[start Entries provided]
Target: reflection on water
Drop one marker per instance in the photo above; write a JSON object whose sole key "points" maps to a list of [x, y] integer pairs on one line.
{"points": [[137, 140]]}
[end Entries provided]
[start Entries provided]
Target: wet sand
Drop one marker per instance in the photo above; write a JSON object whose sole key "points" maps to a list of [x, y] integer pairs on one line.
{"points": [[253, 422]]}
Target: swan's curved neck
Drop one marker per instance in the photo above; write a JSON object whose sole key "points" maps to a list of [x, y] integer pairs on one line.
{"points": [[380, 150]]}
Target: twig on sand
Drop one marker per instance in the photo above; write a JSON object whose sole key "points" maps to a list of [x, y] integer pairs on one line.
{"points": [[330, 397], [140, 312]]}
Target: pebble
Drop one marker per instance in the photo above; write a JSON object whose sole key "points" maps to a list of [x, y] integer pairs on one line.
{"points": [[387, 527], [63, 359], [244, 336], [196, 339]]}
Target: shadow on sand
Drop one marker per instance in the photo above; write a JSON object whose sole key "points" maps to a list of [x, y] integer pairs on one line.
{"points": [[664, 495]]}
[end Entries provided]
[start Entries provided]
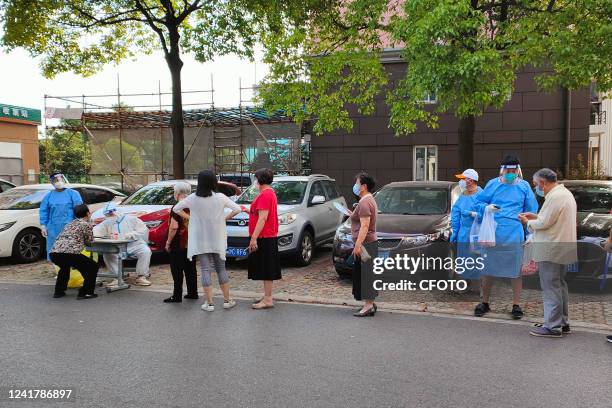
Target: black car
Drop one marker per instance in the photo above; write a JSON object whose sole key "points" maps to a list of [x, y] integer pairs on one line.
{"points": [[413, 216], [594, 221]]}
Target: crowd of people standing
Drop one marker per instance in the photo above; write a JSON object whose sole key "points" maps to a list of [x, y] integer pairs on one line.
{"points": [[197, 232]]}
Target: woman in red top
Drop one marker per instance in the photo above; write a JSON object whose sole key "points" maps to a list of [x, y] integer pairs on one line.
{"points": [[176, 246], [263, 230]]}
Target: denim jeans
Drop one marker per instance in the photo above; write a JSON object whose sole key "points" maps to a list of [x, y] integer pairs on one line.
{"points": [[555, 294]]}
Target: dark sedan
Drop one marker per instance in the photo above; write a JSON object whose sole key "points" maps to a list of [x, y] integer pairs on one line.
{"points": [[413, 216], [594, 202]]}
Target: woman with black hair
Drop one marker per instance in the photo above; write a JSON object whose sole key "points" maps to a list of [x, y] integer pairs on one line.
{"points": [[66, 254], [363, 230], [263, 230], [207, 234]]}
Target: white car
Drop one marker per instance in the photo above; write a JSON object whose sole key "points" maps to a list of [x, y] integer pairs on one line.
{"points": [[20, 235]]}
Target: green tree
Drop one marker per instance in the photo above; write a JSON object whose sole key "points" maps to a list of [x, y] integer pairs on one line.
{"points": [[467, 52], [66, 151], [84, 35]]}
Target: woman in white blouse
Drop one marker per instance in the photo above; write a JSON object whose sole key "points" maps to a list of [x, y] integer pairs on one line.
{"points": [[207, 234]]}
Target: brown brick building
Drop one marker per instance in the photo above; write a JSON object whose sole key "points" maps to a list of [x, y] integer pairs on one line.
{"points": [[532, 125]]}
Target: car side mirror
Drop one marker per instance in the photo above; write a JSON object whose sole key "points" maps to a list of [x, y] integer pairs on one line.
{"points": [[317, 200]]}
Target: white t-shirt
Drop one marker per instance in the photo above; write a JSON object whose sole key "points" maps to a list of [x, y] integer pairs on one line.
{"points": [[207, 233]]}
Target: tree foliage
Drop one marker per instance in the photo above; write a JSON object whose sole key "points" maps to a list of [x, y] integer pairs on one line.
[end Entries provided]
Collect every line of the records that contains the string "black" and copy each one in full. Matching is case-sensitive.

Target: black car
Target: woman with black hair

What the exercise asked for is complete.